_EXERCISE AIM_
Return the run of lines below that opens with the line containing "Please spot the golden" and closes with the line containing "point(74, 895)", keeping each one exact.

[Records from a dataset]
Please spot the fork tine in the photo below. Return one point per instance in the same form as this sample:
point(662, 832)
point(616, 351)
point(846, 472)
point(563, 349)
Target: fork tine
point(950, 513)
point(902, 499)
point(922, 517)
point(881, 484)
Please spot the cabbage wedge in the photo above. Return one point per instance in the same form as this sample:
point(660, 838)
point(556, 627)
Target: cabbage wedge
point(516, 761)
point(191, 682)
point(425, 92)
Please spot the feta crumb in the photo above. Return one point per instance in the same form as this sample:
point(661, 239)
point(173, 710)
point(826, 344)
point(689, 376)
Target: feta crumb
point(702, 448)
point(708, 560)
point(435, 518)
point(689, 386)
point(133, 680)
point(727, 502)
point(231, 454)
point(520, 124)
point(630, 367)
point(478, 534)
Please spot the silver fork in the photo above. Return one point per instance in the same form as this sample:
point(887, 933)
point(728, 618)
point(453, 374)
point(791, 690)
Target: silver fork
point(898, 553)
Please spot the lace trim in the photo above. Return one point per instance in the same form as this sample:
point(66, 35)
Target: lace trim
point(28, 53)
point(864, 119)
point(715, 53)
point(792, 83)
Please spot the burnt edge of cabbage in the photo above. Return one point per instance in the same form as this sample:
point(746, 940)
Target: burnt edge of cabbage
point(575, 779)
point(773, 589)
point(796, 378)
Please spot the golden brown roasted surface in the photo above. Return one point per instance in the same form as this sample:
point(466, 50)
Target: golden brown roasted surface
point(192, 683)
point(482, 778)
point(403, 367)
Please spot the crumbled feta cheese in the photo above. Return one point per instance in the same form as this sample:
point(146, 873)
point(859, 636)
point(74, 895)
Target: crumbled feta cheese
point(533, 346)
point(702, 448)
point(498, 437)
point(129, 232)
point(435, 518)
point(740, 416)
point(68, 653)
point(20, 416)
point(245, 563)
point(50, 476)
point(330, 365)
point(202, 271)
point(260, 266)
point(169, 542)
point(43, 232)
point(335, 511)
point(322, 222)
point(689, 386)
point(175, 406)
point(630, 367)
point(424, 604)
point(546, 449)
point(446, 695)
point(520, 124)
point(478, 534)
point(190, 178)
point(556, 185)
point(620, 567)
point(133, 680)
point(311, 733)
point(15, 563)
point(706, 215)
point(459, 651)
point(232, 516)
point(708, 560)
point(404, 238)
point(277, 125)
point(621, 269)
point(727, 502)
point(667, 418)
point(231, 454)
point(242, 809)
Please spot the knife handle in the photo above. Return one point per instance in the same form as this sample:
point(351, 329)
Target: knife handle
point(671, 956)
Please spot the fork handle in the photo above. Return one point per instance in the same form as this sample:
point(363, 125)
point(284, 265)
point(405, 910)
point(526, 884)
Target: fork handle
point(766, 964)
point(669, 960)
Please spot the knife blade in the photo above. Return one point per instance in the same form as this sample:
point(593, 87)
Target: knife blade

_YOUR SOLUTION_
Please spot the golden brown roasted surface in the photo above. Return one point per instance in the same form as this sample:
point(466, 50)
Target: golden brown roasted surface
point(192, 683)
point(482, 778)
point(403, 367)
Please spot the crumbled feta cheese in the photo above. Return one point per instance in the same form as this sample:
point(146, 873)
point(859, 636)
point(74, 895)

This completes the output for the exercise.